● WHAT TO WORK ON
Everything from the line with "Target: chopped green onion" through the last line of the records below should be copied exactly, both ends included.

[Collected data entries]
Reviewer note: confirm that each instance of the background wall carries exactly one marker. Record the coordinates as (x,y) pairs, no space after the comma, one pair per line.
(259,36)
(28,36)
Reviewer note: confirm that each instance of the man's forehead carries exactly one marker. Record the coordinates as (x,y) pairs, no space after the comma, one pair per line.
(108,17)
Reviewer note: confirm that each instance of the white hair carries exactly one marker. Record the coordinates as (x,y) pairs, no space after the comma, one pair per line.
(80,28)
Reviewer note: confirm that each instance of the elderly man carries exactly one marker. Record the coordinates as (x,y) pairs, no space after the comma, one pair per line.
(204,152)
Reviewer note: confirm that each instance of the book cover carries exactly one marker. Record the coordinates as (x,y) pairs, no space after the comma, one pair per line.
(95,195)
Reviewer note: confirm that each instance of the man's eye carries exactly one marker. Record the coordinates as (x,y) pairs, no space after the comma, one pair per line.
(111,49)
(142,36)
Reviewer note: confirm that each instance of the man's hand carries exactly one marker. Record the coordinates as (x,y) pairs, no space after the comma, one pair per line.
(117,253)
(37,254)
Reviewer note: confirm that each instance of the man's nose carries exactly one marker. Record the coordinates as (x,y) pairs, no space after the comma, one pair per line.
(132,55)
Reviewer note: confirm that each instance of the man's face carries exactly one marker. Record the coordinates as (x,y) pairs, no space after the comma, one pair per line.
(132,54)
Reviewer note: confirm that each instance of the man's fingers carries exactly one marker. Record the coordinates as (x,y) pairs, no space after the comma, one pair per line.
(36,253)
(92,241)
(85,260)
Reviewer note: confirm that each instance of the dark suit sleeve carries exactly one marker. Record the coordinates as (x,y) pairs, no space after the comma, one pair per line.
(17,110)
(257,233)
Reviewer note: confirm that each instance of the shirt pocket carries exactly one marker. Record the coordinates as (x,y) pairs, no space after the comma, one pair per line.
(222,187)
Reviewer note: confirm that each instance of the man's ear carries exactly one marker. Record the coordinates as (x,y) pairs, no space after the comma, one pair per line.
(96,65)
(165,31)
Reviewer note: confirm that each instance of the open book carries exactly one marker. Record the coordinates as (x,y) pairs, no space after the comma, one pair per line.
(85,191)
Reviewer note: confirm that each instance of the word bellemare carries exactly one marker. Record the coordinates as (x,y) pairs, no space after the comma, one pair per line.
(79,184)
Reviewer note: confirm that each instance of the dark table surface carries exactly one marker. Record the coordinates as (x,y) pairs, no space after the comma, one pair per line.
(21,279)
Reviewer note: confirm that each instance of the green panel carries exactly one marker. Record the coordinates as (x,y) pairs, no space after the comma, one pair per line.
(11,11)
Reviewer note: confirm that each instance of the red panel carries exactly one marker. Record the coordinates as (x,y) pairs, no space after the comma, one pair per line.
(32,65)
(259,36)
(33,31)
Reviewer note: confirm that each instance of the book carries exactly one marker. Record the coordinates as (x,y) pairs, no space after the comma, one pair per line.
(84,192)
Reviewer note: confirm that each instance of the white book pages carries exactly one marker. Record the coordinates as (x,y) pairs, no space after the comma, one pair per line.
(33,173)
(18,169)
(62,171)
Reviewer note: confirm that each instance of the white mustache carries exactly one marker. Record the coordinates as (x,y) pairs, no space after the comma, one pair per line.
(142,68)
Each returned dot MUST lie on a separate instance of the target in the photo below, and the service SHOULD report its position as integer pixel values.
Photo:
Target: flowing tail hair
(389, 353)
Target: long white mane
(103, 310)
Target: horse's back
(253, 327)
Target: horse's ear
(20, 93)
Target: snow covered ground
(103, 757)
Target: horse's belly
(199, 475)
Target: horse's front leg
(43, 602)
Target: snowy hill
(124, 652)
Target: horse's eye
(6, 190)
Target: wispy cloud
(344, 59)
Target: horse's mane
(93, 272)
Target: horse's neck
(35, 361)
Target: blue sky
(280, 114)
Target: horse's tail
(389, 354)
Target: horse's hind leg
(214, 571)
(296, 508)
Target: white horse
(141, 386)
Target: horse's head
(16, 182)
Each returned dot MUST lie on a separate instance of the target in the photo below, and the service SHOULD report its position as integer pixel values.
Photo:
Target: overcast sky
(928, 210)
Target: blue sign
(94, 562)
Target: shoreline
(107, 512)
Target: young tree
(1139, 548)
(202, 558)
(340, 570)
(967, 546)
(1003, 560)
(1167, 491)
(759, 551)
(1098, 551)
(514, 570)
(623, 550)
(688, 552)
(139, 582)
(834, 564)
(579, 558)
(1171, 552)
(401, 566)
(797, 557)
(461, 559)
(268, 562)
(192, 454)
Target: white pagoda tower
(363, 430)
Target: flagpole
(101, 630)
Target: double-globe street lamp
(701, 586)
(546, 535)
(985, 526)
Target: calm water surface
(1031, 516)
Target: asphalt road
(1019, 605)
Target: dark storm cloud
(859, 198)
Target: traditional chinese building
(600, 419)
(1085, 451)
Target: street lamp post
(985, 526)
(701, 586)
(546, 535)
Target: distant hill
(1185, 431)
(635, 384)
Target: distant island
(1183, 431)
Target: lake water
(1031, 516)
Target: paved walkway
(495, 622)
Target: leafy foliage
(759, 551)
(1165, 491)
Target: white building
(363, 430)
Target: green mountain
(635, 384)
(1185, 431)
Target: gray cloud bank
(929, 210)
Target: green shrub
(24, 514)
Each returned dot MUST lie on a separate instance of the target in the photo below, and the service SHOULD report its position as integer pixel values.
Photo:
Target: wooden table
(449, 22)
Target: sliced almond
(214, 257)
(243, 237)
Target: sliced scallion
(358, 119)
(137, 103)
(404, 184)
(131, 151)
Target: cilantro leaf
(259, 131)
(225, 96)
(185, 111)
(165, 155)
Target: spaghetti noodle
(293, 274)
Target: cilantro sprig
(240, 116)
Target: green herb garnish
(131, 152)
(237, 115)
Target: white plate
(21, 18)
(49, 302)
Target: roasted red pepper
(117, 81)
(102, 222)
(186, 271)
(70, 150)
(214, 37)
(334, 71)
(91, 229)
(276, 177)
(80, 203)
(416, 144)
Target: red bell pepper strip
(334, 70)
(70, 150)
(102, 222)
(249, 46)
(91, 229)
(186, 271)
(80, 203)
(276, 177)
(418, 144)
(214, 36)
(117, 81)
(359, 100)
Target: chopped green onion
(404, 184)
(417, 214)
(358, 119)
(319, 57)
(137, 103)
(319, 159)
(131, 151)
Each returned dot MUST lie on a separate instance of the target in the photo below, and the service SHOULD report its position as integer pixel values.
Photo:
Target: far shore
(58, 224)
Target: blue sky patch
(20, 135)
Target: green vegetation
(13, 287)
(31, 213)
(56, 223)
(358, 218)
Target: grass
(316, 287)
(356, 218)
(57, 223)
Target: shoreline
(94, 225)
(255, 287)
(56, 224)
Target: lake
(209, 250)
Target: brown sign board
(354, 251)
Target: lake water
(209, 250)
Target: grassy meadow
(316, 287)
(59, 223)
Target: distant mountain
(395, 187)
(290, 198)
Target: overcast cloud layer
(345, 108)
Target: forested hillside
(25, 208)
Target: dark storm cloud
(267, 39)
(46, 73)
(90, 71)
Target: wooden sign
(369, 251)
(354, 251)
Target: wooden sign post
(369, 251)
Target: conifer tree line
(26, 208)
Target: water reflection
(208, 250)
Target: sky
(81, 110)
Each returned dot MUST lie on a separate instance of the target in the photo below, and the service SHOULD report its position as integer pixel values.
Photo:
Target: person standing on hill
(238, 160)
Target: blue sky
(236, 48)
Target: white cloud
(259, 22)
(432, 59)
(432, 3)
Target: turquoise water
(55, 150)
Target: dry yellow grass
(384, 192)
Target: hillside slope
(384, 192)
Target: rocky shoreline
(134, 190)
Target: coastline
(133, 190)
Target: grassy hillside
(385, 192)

● RESULT OF THE EXERCISE
Target: chopped green onion
(404, 184)
(417, 214)
(358, 119)
(319, 57)
(137, 103)
(319, 159)
(131, 151)
Each returned dot MUST lie on a separate instance of the target in the photo below, and the service SHOULD report its position as integer pixel values.
Photo:
Target: far shore
(58, 224)
Target: blue sky patch
(20, 135)
Target: green vegetation
(13, 287)
(31, 213)
(56, 223)
(358, 218)
Target: grass
(316, 287)
(356, 218)
(57, 223)
Target: shoreline
(94, 225)
(255, 287)
(56, 224)
Target: lake
(209, 250)
Target: brown sign board
(354, 251)
Target: lake water
(209, 250)
Target: grassy meadow
(316, 287)
(59, 223)
Target: distant mountain
(395, 187)
(290, 198)
Target: overcast cloud layer
(345, 108)
Target: forested hillside
(25, 208)
Target: dark storm cloud
(267, 39)
(46, 73)
(90, 71)
Target: wooden sign
(369, 251)
(354, 251)
Target: wooden sign post
(369, 251)
Target: conifer tree line
(26, 208)
Target: water reflection
(208, 250)
Target: sky
(81, 110)
Each returned dot MUST lie on a separate instance of the target in the photo below, and the service SHOULD report its position as integer pixel values.
Photo:
Target: person standing on hill
(238, 160)
Target: blue sky
(236, 48)
Target: white cloud
(259, 22)
(432, 59)
(432, 3)
Target: turquoise water
(55, 150)
Target: dry yellow grass
(384, 192)
Target: hillside slope
(384, 192)
Target: rocky shoreline
(134, 190)
Target: coastline
(133, 190)
Target: grassy hillside
(385, 192)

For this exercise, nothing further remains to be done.